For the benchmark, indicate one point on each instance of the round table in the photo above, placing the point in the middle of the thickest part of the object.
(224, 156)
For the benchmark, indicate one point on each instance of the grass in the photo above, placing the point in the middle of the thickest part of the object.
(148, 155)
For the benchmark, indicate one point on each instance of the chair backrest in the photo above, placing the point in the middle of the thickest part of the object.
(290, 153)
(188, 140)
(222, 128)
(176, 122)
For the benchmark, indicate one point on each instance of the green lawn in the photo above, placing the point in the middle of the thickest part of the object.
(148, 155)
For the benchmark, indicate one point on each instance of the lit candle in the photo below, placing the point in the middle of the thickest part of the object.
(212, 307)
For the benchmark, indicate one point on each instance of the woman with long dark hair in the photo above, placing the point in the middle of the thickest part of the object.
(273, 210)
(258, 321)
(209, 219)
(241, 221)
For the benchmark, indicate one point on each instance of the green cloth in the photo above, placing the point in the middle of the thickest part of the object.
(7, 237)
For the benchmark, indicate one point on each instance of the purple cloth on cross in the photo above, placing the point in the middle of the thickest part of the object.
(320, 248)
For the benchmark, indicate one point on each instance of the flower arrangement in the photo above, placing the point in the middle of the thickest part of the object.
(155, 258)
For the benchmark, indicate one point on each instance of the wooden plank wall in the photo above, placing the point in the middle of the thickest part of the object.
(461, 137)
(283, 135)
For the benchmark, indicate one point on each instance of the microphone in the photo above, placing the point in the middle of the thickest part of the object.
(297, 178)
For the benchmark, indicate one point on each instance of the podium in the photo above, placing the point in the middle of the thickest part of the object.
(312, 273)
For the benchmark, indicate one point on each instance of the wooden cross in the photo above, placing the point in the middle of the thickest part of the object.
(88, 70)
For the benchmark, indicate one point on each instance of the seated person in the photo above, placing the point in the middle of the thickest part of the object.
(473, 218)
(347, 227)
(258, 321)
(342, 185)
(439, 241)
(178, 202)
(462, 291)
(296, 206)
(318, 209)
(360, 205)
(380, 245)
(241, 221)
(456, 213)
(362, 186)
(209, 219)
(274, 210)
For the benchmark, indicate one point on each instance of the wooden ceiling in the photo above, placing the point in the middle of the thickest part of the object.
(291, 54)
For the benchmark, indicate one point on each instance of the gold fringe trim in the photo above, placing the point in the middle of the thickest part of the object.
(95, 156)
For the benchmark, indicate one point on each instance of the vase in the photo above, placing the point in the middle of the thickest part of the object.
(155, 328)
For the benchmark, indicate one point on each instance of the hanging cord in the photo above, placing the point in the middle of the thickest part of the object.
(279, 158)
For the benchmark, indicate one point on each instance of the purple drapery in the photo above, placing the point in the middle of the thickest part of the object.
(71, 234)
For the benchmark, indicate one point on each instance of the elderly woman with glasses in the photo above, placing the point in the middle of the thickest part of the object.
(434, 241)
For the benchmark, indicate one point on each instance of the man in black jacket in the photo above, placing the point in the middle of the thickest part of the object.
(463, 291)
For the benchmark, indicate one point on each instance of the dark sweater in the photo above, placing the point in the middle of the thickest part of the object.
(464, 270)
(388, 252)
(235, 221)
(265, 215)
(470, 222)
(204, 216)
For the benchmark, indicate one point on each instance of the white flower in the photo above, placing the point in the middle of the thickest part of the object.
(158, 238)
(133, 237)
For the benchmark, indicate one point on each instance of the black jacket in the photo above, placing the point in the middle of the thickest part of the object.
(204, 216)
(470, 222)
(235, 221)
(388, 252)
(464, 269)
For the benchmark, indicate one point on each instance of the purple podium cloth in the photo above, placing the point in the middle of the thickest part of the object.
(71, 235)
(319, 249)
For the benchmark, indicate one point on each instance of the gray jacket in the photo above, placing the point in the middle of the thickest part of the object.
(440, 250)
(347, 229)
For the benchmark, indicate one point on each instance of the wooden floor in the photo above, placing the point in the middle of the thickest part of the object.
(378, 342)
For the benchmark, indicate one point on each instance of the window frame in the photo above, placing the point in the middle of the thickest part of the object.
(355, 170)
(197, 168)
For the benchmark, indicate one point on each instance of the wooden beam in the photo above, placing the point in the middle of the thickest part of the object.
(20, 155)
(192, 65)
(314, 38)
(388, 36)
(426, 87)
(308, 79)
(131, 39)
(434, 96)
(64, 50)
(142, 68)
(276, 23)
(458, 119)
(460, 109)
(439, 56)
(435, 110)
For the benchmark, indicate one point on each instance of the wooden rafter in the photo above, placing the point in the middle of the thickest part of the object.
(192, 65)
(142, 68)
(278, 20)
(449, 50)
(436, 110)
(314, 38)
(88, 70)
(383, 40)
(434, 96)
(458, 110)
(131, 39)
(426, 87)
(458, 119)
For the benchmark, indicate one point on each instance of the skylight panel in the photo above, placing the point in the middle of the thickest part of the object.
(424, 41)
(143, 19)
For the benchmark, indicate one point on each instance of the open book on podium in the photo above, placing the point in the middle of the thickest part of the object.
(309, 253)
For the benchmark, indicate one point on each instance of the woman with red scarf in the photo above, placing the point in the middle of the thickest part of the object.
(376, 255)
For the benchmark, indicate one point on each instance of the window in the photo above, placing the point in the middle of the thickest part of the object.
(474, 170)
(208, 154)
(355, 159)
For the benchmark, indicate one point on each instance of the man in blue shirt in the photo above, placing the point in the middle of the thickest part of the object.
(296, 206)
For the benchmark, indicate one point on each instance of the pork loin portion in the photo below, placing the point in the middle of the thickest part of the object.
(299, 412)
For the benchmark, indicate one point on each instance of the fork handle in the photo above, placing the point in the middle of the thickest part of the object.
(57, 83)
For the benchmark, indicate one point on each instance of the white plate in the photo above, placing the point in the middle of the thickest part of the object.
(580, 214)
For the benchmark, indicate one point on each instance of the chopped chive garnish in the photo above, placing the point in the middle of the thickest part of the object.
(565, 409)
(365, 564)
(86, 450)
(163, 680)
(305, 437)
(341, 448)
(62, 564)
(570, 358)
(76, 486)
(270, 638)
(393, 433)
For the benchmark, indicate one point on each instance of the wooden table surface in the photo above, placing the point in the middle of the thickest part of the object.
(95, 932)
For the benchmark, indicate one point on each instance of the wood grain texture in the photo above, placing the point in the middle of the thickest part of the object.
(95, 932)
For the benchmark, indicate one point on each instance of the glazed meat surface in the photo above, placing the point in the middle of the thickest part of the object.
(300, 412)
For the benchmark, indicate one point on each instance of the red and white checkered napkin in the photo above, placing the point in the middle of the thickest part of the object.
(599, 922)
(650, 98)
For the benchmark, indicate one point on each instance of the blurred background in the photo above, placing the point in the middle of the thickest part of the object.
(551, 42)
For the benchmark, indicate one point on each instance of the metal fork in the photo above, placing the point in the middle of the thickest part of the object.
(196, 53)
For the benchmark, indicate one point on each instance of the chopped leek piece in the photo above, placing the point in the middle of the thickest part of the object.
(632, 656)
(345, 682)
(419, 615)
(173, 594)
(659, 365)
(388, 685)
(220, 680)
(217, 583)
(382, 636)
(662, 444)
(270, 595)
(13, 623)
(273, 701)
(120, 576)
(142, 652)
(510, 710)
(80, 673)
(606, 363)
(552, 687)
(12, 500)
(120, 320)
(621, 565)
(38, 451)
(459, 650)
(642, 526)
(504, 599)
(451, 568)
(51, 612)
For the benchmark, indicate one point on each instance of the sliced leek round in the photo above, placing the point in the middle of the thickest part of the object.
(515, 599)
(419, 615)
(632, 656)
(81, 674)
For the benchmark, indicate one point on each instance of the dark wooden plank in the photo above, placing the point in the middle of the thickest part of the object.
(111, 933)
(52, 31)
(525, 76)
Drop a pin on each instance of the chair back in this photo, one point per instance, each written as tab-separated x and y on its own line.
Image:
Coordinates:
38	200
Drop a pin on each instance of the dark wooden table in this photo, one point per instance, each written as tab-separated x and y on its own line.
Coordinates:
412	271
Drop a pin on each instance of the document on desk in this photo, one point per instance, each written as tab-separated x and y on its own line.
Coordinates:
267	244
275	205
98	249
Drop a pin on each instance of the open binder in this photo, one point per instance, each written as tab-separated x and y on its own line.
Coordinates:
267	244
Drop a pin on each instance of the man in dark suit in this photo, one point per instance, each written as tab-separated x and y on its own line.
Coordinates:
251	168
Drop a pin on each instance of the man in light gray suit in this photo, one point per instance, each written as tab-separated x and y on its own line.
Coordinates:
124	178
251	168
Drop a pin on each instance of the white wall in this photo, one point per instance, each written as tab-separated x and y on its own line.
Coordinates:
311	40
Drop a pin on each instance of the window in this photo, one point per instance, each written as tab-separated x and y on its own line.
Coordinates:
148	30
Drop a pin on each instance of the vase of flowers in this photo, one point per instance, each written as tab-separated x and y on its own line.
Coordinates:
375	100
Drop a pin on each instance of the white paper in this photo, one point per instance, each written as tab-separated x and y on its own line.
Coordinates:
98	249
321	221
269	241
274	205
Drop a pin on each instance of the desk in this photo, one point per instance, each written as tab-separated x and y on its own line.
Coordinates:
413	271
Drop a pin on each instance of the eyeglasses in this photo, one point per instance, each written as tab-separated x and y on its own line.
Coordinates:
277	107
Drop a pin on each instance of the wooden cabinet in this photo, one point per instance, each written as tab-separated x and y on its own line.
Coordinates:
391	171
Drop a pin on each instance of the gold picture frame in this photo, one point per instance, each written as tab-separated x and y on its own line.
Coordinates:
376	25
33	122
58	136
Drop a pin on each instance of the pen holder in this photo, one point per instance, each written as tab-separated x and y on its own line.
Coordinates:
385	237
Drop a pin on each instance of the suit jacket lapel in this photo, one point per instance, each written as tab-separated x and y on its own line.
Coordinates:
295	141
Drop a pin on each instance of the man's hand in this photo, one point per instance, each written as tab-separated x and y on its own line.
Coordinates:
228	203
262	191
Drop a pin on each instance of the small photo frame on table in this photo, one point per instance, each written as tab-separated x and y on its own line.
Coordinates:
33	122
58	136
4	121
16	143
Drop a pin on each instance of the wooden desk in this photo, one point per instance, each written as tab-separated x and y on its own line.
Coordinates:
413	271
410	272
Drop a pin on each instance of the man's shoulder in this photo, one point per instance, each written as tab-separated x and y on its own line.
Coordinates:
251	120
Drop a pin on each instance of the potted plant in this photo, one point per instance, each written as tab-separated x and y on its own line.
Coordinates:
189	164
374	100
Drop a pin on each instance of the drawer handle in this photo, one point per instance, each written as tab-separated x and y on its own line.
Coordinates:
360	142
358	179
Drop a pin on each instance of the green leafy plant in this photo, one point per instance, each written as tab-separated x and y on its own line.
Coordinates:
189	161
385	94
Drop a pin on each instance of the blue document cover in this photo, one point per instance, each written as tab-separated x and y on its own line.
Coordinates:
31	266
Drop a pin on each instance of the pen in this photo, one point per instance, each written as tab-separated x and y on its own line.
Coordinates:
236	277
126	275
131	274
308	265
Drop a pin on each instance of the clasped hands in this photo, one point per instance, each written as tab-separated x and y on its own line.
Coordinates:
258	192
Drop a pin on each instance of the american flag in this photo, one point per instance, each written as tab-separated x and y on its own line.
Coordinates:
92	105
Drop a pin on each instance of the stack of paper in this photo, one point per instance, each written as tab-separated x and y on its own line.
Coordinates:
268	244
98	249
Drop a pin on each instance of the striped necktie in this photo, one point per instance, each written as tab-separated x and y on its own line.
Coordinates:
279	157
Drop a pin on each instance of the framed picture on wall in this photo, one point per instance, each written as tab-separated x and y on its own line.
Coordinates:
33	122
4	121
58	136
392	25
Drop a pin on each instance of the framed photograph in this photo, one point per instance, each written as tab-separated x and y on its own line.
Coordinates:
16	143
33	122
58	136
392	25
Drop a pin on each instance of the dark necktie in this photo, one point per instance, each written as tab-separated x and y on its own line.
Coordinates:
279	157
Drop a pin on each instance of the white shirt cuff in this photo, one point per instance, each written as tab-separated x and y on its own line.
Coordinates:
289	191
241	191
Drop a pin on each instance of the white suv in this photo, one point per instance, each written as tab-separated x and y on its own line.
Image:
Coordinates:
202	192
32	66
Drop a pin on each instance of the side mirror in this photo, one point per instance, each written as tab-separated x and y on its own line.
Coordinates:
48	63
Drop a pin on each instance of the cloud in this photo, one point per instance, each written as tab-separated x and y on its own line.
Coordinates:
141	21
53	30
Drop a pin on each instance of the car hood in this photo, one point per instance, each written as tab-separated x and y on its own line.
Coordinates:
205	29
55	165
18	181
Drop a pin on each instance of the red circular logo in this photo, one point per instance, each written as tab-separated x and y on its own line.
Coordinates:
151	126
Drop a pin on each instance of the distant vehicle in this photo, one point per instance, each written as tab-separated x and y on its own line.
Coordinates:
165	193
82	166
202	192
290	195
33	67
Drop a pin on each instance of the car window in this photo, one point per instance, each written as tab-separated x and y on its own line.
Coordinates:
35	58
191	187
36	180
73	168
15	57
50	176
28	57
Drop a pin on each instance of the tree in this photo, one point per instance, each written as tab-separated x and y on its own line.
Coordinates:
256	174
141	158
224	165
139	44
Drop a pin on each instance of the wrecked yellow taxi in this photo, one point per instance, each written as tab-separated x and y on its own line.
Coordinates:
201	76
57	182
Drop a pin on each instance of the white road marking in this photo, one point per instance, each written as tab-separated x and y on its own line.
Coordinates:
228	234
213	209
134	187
▬▬▬
• [Work instructions]: With both ends included, please retype exactly the lines from the line containing "Drop a pin on each instance of the red" to the final line of the data.

• [Response to this task]:
Drop a pin on each instance of the red circular logo in this photo, one point per instance, each written as tab-separated x and y on its own line.
Coordinates:
151	126
Drop a pin on each instance of the distant vehicle in this photo, one point per instance, each written as tab-separated x and y on its own line.
Coordinates:
165	193
82	166
202	192
290	195
33	67
Drop a pin on each instance of the car window in this photo, one point per instance, each written as tab-separated x and y on its own line.
Coordinates:
35	58
191	187
36	180
73	168
15	57
50	176
28	57
Drop a pin on each instance of the tree in this photo, one point per instance, each written as tab-separated x and y on its own line.
Coordinates:
256	174
141	158
224	165
139	44
Drop a pin on each instance of the wrecked yellow taxi in this photo, one point per instance, each written as tab-separated x and y on its own line.
Coordinates:
201	76
57	182
Drop a pin on each instance of the white road marking in this photo, one point per instance, each written as tab-separated x and y on its own line.
Coordinates:
228	234
213	209
134	187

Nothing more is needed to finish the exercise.